*GIVEN TASK*:
Copy out only the lines from the one containing "Look at this image and locate every instance of red necktie." down to the one containing "xmin=251 ymin=264 xmax=423 ymax=344", substituting "mark" for "locate" and leaving everything else unchanged.

==============================

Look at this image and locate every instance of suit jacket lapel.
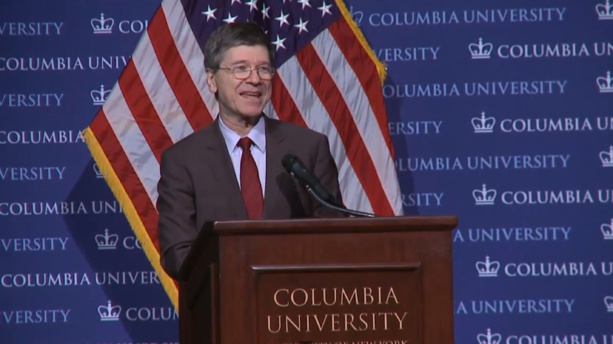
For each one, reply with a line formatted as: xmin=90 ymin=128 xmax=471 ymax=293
xmin=263 ymin=115 xmax=284 ymax=218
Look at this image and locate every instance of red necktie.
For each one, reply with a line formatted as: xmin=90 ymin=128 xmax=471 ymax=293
xmin=238 ymin=137 xmax=264 ymax=219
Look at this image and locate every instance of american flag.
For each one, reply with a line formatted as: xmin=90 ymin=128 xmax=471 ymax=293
xmin=85 ymin=0 xmax=402 ymax=306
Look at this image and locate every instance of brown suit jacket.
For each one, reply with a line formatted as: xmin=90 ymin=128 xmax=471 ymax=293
xmin=157 ymin=116 xmax=342 ymax=279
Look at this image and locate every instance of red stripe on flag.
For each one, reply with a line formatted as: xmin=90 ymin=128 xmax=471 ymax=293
xmin=328 ymin=17 xmax=394 ymax=158
xmin=117 ymin=59 xmax=172 ymax=163
xmin=89 ymin=110 xmax=159 ymax=251
xmin=270 ymin=73 xmax=307 ymax=127
xmin=296 ymin=43 xmax=394 ymax=215
xmin=147 ymin=6 xmax=213 ymax=131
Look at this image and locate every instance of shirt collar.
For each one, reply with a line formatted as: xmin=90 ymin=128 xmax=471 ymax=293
xmin=219 ymin=116 xmax=266 ymax=153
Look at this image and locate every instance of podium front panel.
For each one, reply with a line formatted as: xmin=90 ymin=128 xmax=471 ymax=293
xmin=251 ymin=264 xmax=423 ymax=344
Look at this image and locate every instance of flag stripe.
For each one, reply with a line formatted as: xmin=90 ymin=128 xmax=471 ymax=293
xmin=102 ymin=81 xmax=160 ymax=203
xmin=118 ymin=60 xmax=172 ymax=163
xmin=296 ymin=44 xmax=392 ymax=214
xmin=270 ymin=74 xmax=307 ymax=127
xmin=147 ymin=7 xmax=213 ymax=130
xmin=313 ymin=31 xmax=396 ymax=215
xmin=278 ymin=51 xmax=372 ymax=212
xmin=328 ymin=18 xmax=394 ymax=153
xmin=89 ymin=110 xmax=159 ymax=247
xmin=132 ymin=31 xmax=194 ymax=142
xmin=162 ymin=0 xmax=219 ymax=118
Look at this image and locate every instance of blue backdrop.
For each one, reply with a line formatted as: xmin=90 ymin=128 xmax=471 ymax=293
xmin=0 ymin=0 xmax=613 ymax=344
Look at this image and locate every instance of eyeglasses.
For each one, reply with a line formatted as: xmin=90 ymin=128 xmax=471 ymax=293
xmin=218 ymin=66 xmax=275 ymax=80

==============================

*ANSWER FOR THIS EXERCISE*:
Look at this image and mark every instance of red necktie.
For each one, reply with a line formatted as: xmin=90 ymin=128 xmax=471 ymax=293
xmin=238 ymin=137 xmax=264 ymax=219
Look at this image and mark every instance of american flag.
For each one, reply with a line formatted as: xmin=90 ymin=128 xmax=471 ymax=293
xmin=85 ymin=0 xmax=402 ymax=306
Look at this image and mark every instance of brown suit jacket.
For each one, reply with a line formatted as: xmin=90 ymin=128 xmax=471 ymax=293
xmin=157 ymin=116 xmax=342 ymax=279
Look at this image and mark every instance of red stripe on flag.
For each one, reply with a line formatted as: xmin=90 ymin=128 xmax=471 ymax=293
xmin=328 ymin=17 xmax=394 ymax=158
xmin=117 ymin=59 xmax=172 ymax=163
xmin=89 ymin=110 xmax=159 ymax=251
xmin=270 ymin=73 xmax=307 ymax=127
xmin=296 ymin=43 xmax=394 ymax=215
xmin=147 ymin=6 xmax=213 ymax=131
Look at this image and mark every instance of shirt collar.
For each one, reply with a line formatted as: xmin=90 ymin=128 xmax=471 ymax=293
xmin=219 ymin=116 xmax=266 ymax=153
Look at this image and mark every instance of podium front panel.
For each one, reply with a line formatted as: xmin=90 ymin=128 xmax=471 ymax=293
xmin=251 ymin=264 xmax=423 ymax=344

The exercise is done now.